» Challenge A
Answer these about the excerpt:
(i) What kind of instruments were chosen for these songs?
(ii) What instrument does Robby Turner play?
(iii) What is the title of Chapter 12?

++++++++++

Well, I had something he wouldn’t believe, either. I asked him to produce these songs, and we decided to use only country
instruments. Sonny Curtis came along for the acoustic ride. From my Waylors band, steel guitarist Robby Turner, drummer Jeff
Hale, and Jigger pretended they were back in the sandbox. Even Oscar the Grouch grumbled a little bit from inside his trash
can.

Cowboys, Sisters, Rascals and Dirt
wasn’t a grown man singing children’s songs. I thought it was a big rascal singing about little rascals, and when I got to
my own little rascal, well, “Shooter, you are a friend of mine. … Your life makes my life worthwhile.”

It was like coming face to face with a younger version of myself, walking down a street in Littlefield, bare feet meeting
tooled cowboy boots. Both of us couldn’t know what the future would bring, so it was free to lead anywhere, to anything.

Possibility. Hope. The excitement of the moment of creation. All I knew for sure was that songs and ideas were starting to
pour out of me, sometimes so fast I couldn’t write one down before the next one started growing. I’d found my way back to
me, at last.

CHAPTER 12

THE TROJAN HOSS

A
nd then there’s the road.

For any migrating performer, travel takes on a life all its own. The shows become stopovers; the highway is where you spend
most of your time. In transit. In transition.

You enter a strange space when you get on the bus. You’re not home, and you’re not there yet. You’re on the way.

Mostly, you’re living in the present. Day to day. All you’re really concerned with is getting to the show, wherever it might
be. Everything else is looking around at your surroundings, taking stock of where you’ve been, where you might be headed,
cruise-controlling the speedometer. You have a lot of time to think about what you’re doing, and yet you’re doing it.

++++++++++

» Challenge B
Write the listing again, starting at its first line and ending at the line that contains "[[[0,23],[453,26],[452,0],[6,0]]]". Swap "fill_convention" for "fill_rule" and leave everything else unchanged.

» Excerpted records
++++++++++

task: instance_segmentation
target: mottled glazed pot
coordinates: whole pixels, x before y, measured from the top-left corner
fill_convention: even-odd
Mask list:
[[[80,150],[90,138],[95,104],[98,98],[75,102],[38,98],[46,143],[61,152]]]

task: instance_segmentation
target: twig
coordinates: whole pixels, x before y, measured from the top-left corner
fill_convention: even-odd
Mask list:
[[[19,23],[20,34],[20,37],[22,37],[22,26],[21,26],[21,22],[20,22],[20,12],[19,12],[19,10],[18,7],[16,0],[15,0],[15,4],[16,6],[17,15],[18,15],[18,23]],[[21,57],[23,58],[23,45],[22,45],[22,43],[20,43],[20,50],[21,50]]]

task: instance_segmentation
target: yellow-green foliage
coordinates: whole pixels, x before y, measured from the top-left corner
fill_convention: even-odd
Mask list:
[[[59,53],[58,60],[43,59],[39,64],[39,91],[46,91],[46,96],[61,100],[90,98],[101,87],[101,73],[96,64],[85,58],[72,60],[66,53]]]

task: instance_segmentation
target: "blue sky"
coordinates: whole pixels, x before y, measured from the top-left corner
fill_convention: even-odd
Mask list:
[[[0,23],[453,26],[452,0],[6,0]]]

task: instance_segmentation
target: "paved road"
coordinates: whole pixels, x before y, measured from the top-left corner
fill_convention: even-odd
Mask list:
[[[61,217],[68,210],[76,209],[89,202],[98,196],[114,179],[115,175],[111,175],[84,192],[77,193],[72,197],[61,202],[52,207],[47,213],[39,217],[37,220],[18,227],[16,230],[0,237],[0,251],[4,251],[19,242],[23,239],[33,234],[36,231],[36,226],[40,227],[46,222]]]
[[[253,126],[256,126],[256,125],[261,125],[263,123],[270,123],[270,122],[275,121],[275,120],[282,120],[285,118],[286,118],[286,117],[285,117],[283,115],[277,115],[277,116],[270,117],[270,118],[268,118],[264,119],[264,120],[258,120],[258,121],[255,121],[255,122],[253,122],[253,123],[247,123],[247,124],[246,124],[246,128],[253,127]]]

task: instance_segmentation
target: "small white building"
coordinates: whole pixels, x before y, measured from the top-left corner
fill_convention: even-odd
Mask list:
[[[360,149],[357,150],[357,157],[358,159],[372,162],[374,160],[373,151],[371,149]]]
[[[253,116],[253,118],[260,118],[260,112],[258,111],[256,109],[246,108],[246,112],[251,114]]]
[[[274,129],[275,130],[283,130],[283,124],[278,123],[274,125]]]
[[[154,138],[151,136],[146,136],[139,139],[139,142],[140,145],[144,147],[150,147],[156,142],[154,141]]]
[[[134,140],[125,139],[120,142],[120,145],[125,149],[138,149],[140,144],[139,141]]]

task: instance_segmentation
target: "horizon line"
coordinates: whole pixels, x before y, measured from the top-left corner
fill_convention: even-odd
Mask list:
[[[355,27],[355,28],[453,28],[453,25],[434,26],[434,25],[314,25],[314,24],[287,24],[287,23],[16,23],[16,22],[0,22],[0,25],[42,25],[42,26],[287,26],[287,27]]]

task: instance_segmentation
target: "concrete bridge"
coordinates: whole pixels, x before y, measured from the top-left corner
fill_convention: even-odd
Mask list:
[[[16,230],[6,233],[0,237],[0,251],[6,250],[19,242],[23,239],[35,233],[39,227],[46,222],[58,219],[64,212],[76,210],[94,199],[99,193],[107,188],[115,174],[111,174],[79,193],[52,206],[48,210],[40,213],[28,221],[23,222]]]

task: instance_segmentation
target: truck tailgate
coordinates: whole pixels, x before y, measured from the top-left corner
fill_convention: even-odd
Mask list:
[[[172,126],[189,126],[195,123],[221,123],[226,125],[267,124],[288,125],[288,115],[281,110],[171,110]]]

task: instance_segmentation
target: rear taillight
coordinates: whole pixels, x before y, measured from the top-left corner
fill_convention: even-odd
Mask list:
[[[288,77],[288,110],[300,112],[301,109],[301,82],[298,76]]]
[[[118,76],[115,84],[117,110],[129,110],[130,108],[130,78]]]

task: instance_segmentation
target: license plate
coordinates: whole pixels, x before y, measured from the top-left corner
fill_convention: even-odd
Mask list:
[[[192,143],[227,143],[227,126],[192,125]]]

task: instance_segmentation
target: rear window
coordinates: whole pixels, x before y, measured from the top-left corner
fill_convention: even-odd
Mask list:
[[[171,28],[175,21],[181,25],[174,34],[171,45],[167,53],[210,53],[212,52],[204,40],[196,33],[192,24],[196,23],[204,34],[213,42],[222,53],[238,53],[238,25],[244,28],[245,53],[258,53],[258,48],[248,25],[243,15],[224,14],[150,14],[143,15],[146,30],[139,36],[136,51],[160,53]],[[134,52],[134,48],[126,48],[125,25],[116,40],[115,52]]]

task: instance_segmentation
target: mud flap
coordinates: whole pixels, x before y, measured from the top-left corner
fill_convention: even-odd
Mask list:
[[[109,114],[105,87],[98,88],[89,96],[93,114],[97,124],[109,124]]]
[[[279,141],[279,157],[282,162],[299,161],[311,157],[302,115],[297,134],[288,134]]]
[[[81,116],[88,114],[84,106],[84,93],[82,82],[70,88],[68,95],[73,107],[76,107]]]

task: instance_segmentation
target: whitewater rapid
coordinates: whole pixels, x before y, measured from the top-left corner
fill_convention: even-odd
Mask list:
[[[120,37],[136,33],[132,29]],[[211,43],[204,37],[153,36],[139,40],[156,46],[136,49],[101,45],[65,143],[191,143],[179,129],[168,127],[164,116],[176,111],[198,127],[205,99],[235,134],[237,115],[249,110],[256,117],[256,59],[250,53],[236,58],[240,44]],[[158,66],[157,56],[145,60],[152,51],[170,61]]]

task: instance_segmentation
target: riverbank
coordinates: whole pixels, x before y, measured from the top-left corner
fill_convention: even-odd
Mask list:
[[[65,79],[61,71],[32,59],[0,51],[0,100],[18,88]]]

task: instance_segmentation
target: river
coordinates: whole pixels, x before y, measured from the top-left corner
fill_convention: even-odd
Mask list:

++++++++++

» Final answer A
(i) Only country instruments.
(ii) Steel guitar.
(iii) The Trojan Hoss.

» Final answer B
task: instance_segmentation
target: mottled glazed pot
coordinates: whole pixels, x before y, measured from the top-left corner
fill_rule: even-odd
Mask list:
[[[80,150],[90,138],[95,104],[98,98],[75,102],[38,98],[46,143],[61,152]]]

task: instance_segmentation
target: twig
coordinates: whole pixels, x before y, measured from the top-left corner
fill_rule: even-odd
Mask list:
[[[19,23],[20,34],[20,37],[22,37],[22,26],[21,26],[21,22],[20,22],[20,12],[19,12],[19,10],[18,7],[16,0],[15,0],[15,4],[16,6],[17,15],[18,15],[18,23]],[[21,57],[23,58],[23,45],[22,45],[22,43],[20,43],[20,50],[21,50]]]

task: instance_segmentation
target: yellow-green foliage
coordinates: whole pixels, x before y, measured from the top-left corner
fill_rule: even-odd
Mask list:
[[[59,53],[58,60],[43,59],[39,64],[39,91],[46,91],[46,96],[61,100],[90,98],[101,87],[101,73],[96,64],[85,58],[72,60],[66,53]]]

task: instance_segmentation
target: "blue sky"
coordinates: whole pixels, x before y, measured from the top-left corner
fill_rule: even-odd
Mask list:
[[[0,23],[453,26],[452,0],[6,0]]]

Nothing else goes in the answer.